(The exercise):
Turn the listing below into a JSON array of strings, one string per line, skipping blank lines. Begin at the line that has "Practice step: put one dot on every instance of the open" and stop after the final line of the listing.
============================================================
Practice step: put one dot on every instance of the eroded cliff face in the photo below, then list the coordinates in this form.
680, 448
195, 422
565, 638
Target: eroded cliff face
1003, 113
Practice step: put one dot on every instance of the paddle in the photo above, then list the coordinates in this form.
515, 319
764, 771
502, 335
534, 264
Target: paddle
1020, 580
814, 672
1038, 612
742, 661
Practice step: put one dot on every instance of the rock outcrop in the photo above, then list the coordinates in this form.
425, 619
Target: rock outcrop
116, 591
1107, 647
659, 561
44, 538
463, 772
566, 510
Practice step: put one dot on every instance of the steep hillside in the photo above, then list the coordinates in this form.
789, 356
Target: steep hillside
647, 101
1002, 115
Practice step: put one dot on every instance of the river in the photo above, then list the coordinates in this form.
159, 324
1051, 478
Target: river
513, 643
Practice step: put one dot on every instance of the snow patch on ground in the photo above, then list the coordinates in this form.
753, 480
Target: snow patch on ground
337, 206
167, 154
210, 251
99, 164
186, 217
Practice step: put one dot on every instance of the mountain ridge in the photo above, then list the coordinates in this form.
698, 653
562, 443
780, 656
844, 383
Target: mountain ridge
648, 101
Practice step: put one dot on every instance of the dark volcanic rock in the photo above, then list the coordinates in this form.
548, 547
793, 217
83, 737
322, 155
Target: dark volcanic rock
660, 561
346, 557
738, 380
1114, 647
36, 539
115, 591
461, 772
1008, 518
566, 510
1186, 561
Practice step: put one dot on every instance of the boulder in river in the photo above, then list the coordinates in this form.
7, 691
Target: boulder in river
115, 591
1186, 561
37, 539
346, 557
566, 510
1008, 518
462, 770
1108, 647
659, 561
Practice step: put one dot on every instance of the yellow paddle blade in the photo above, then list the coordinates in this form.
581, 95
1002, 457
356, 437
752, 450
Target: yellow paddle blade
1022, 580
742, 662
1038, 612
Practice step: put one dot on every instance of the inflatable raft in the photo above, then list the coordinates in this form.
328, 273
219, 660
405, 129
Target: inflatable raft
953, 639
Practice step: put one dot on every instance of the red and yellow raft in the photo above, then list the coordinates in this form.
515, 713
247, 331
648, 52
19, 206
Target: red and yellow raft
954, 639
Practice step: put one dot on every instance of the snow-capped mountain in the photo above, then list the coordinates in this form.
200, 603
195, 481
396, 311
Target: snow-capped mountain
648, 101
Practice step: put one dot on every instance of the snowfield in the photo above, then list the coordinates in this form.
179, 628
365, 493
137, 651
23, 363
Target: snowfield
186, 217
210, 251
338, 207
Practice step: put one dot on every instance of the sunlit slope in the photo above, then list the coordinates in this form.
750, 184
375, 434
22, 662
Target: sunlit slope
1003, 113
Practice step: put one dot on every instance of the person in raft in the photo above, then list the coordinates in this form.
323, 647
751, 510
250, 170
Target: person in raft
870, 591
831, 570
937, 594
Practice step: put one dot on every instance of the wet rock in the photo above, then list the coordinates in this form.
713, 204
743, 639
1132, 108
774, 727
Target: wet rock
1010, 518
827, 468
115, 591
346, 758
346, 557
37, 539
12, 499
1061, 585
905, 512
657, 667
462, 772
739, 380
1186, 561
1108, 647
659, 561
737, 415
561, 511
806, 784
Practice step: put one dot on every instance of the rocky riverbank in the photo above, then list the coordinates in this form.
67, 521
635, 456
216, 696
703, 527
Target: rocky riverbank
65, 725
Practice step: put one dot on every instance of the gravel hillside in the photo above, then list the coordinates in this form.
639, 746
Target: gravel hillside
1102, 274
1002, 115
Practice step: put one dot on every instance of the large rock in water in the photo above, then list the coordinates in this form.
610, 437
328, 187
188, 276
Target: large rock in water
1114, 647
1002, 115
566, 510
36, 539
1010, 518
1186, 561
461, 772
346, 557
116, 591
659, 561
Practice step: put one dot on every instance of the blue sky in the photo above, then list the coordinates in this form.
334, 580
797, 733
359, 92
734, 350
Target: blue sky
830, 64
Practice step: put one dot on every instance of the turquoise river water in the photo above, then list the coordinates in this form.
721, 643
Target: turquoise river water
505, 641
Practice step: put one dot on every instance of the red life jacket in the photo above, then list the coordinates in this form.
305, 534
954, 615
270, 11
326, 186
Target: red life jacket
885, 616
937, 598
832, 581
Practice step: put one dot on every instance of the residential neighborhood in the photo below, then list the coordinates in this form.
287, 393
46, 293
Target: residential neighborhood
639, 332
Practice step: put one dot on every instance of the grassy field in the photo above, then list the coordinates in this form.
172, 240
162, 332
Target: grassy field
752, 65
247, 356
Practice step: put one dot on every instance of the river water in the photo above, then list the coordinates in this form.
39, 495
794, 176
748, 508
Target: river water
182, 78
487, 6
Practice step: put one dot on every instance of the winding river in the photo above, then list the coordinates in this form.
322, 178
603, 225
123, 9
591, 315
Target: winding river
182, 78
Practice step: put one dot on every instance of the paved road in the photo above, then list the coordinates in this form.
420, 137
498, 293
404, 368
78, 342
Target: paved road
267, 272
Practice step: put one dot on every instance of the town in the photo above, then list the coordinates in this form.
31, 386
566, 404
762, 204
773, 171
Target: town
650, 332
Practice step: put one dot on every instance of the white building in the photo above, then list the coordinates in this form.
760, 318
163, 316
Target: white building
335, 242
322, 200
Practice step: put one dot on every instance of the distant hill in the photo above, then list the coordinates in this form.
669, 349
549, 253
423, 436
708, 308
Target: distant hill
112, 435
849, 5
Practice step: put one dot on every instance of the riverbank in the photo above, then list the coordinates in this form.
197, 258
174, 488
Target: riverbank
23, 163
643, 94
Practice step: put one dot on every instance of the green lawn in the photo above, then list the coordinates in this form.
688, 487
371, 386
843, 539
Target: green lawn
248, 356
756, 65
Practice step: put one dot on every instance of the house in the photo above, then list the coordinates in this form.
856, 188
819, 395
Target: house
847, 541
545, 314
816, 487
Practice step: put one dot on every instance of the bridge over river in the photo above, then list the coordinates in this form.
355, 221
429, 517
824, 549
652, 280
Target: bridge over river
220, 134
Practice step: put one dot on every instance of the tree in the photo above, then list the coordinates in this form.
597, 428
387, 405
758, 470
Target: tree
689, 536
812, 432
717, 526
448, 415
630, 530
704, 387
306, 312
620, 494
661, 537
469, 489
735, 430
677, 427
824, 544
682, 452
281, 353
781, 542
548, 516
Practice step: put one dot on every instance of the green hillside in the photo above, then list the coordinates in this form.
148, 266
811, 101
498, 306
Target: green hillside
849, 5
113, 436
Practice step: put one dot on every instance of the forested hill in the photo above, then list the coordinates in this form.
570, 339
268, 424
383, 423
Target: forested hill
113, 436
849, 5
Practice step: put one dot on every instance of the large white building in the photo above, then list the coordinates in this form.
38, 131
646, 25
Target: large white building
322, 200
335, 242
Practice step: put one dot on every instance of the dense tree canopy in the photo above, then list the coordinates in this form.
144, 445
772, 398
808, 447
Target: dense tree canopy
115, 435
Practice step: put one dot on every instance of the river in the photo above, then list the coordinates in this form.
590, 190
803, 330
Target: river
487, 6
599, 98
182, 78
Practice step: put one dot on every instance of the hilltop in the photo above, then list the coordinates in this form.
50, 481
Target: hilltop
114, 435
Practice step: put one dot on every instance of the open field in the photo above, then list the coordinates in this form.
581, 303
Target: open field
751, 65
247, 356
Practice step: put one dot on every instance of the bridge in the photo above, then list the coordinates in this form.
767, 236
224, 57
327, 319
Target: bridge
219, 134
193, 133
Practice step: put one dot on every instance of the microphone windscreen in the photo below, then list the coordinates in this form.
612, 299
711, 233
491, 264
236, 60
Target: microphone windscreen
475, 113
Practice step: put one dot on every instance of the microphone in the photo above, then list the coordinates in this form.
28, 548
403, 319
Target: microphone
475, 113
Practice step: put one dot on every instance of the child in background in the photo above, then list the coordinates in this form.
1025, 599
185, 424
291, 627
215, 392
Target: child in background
============================================================
(Solution to the problem):
[
  "Practice step: put one dot on every instance of the open field in the photo above, then list the coordinates in this form.",
  "581, 303",
  "Target: open field",
  "751, 65",
  "247, 356",
  "Practice step: put one dot on every instance of the bridge in the photo above, then list the coordinates in this form.",
  "767, 236",
  "224, 57",
  "327, 319",
  "Target: bridge",
  "219, 134",
  "193, 133",
  "Practice step: put one dot on every instance of the microphone windscreen in the photo below, then list the coordinates in this form.",
  "612, 299",
  "711, 233",
  "491, 264",
  "236, 60",
  "Target: microphone windscreen",
  "475, 113",
  "Practice step: put one dot on every instance of the microphone in the photo above, then list the coordinates in this form.",
  "28, 548",
  "403, 319",
  "Target: microphone",
  "475, 113",
  "Practice step: put one dot on every instance of the child in background in the photo above, then list the coordinates in this form.",
  "1025, 599",
  "185, 424",
  "291, 627",
  "215, 392",
  "Target: child in background"
]